Material to process -
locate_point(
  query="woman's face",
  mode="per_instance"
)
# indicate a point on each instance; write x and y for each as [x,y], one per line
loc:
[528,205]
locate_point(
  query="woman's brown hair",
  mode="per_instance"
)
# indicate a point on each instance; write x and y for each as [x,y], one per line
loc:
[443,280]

Short problem - Update the records above so that each "woman's" becomes "girl's". Leave everything else unchanged.

Answer for the task -
locate_point(
  query="girl's face",
  mode="per_instance"
)
# indicate a point on each instance; write x and y for each as [x,y], one per line
loc:
[528,205]
locate_point(
  query="girl's brown hair",
  mode="per_instance"
)
# indicate a point on each instance; write x and y for each as [x,y], one per line
loc:
[443,280]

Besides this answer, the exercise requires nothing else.